**WORK REQUIRED:**
The lines to return are those below that contain the word "target".

(Stored records)
___

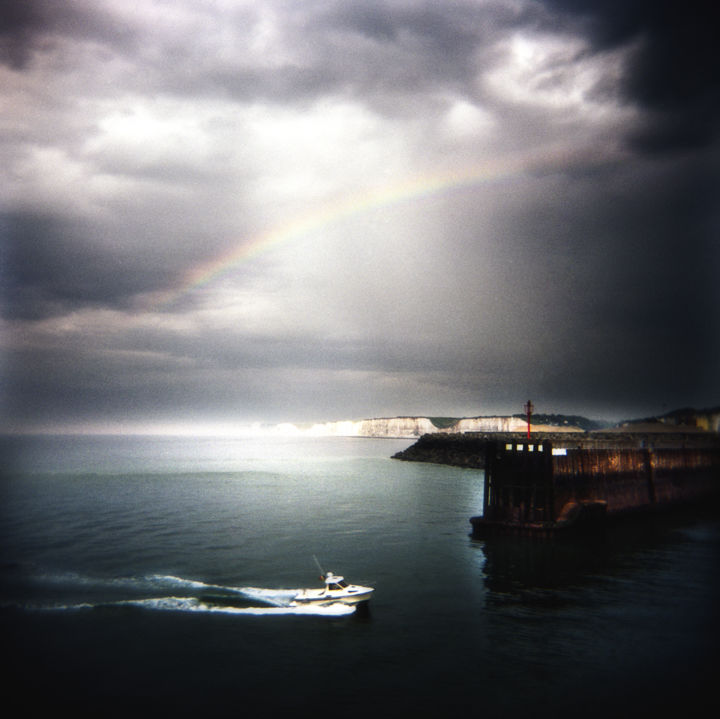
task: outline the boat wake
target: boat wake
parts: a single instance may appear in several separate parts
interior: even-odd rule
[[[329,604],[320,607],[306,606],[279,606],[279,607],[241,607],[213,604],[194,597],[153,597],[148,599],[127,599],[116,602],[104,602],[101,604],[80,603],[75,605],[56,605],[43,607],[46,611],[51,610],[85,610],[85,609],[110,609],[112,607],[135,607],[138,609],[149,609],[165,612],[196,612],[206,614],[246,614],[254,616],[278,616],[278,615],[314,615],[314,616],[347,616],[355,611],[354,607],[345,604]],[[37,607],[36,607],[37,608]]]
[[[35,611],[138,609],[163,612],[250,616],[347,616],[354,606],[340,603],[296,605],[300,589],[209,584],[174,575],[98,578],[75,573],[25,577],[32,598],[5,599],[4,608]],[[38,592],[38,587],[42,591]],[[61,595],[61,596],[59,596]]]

___

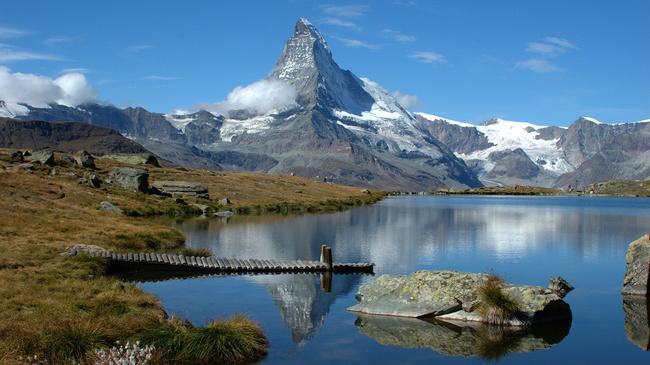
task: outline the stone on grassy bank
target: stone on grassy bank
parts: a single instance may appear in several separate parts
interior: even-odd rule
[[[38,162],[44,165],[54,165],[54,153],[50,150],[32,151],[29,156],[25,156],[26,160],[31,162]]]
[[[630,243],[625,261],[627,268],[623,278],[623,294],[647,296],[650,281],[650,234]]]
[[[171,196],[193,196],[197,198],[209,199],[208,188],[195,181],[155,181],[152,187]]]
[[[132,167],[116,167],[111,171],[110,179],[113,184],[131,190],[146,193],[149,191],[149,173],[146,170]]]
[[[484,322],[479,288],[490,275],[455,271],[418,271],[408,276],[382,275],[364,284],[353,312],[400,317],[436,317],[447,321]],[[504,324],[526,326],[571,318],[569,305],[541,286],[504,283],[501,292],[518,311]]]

___

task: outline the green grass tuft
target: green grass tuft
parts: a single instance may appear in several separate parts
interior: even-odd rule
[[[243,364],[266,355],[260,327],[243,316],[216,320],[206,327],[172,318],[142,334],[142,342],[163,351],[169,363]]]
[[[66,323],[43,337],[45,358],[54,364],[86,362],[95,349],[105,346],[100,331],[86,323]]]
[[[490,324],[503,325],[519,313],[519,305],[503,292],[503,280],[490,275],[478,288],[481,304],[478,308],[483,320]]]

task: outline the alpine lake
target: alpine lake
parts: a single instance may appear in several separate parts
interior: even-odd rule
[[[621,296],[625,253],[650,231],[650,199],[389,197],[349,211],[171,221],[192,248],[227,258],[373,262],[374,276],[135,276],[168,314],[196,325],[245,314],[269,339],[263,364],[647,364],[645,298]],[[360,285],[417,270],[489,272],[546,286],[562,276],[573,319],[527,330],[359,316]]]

___

**RESPONSE:**
target: boat wake
target: stone on grassy bank
target: green grass tuft
target: alpine lake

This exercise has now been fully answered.